## TASK REQUIREMENTS
Tally the lines in the material below that hold the string "post" and report the tally alone.

──────

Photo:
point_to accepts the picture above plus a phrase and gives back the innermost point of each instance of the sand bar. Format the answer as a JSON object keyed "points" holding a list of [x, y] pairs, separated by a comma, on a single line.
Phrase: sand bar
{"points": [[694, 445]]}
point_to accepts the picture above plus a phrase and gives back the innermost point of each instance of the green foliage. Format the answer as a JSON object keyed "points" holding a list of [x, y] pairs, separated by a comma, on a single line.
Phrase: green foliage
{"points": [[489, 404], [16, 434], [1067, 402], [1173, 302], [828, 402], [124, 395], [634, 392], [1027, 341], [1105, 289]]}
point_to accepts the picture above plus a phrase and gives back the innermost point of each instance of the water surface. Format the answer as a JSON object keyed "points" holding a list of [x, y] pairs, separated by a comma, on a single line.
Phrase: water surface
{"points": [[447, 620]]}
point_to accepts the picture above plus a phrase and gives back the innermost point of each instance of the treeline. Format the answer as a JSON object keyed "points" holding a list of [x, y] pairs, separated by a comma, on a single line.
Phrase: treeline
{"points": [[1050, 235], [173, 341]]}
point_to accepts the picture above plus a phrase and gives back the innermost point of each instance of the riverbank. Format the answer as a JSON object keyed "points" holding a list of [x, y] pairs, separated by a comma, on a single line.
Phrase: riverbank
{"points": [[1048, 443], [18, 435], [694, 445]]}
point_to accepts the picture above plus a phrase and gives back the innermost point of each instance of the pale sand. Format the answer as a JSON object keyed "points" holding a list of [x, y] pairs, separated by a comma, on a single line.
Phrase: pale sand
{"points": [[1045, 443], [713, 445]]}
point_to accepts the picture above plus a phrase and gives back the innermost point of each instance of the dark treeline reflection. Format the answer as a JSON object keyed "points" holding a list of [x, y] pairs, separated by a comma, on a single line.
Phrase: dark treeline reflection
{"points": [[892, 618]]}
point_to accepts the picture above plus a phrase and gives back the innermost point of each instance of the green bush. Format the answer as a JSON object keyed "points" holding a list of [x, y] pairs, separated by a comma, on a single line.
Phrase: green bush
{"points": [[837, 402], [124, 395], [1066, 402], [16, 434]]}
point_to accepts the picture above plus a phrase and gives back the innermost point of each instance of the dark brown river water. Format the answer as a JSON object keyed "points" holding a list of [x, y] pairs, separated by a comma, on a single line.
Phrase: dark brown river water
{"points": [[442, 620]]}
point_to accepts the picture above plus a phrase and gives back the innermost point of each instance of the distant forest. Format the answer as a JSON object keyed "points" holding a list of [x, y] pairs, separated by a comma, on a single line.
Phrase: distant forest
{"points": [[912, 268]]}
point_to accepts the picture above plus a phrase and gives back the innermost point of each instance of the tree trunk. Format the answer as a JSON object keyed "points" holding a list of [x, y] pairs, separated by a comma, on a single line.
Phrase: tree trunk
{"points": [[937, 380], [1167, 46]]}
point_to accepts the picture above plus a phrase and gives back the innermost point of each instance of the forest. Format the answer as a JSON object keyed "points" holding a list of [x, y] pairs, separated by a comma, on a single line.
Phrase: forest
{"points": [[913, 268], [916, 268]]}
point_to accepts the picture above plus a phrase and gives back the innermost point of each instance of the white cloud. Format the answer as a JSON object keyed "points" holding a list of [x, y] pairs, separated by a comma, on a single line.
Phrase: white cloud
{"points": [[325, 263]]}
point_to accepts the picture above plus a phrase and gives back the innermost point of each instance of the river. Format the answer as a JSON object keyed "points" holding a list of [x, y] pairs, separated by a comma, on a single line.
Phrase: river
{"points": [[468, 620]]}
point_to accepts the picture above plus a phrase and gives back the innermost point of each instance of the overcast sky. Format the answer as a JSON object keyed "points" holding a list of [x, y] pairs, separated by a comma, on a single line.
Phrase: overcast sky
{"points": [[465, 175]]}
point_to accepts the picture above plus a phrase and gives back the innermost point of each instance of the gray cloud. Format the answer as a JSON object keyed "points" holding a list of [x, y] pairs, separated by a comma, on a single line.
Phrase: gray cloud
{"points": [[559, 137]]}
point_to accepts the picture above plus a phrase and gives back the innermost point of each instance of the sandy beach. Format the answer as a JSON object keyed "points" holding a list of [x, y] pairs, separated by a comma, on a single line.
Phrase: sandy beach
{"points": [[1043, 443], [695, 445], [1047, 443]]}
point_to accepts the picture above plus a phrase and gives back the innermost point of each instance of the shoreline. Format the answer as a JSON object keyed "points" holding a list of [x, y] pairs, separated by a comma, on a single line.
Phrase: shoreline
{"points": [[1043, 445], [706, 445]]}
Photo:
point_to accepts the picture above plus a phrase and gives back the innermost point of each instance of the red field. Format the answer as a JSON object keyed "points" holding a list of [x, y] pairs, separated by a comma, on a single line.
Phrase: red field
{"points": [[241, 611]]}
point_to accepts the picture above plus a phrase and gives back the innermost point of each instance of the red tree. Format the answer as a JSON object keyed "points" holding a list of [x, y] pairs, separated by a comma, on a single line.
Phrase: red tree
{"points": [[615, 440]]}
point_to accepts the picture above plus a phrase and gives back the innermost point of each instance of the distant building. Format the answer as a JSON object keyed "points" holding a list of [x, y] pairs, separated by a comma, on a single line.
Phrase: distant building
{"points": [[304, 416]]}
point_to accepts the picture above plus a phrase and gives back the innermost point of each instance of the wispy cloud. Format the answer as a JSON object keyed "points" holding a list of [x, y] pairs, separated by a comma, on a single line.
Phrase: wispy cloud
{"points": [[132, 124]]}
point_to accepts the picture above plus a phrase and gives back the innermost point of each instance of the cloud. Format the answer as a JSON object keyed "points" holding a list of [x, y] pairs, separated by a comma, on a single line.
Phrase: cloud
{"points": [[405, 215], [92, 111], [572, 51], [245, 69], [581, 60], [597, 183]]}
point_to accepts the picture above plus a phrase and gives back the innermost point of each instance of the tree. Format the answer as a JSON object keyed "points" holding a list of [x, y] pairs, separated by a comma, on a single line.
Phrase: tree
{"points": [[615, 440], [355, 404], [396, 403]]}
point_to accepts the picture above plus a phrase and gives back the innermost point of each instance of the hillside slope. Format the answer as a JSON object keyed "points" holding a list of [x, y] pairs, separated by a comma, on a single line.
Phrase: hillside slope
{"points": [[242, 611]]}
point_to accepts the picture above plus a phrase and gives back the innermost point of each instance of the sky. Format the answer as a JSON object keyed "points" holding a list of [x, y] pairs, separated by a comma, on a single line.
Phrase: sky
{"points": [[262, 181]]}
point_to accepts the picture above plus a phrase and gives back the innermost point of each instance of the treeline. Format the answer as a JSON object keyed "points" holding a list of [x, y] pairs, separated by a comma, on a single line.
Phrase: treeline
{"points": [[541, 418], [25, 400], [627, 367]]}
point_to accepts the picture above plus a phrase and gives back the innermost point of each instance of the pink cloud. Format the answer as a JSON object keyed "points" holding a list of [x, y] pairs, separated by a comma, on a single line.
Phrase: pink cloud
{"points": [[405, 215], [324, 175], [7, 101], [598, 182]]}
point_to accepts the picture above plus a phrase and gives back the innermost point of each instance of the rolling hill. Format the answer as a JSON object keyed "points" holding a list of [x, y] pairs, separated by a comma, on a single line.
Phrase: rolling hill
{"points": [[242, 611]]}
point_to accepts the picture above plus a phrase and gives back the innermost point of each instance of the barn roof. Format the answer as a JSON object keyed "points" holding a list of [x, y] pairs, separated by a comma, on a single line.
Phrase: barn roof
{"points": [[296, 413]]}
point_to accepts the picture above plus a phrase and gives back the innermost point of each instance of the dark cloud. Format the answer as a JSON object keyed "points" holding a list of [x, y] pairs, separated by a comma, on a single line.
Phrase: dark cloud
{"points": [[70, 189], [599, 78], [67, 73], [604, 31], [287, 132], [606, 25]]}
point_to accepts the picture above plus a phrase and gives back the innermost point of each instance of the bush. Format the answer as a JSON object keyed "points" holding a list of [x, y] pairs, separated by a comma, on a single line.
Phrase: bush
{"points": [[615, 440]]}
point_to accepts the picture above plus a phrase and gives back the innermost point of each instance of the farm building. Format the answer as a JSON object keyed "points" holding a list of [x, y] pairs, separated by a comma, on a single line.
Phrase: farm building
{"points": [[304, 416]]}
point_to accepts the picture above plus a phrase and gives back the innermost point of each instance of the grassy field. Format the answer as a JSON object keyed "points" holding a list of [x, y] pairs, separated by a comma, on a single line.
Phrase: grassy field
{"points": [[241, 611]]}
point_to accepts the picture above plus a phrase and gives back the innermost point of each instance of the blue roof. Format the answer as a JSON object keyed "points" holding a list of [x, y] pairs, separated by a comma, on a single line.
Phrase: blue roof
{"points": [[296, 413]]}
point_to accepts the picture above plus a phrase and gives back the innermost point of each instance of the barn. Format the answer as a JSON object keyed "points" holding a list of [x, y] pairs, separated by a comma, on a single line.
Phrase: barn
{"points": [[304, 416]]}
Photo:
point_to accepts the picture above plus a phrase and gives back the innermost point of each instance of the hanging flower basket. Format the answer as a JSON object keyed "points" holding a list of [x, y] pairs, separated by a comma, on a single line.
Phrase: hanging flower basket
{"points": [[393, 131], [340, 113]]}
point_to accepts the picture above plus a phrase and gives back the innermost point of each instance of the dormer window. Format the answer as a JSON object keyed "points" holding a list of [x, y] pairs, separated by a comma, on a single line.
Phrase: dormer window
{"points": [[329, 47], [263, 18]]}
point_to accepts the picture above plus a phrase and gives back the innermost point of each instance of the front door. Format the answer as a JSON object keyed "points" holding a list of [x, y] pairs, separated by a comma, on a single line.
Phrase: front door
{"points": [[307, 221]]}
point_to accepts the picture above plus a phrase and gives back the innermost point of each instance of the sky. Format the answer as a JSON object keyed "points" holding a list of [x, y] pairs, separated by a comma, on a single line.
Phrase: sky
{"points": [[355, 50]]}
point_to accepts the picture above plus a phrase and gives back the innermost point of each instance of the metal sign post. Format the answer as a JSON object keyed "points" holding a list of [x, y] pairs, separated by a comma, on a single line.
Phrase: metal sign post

──────

## YOUR RESPONSE
2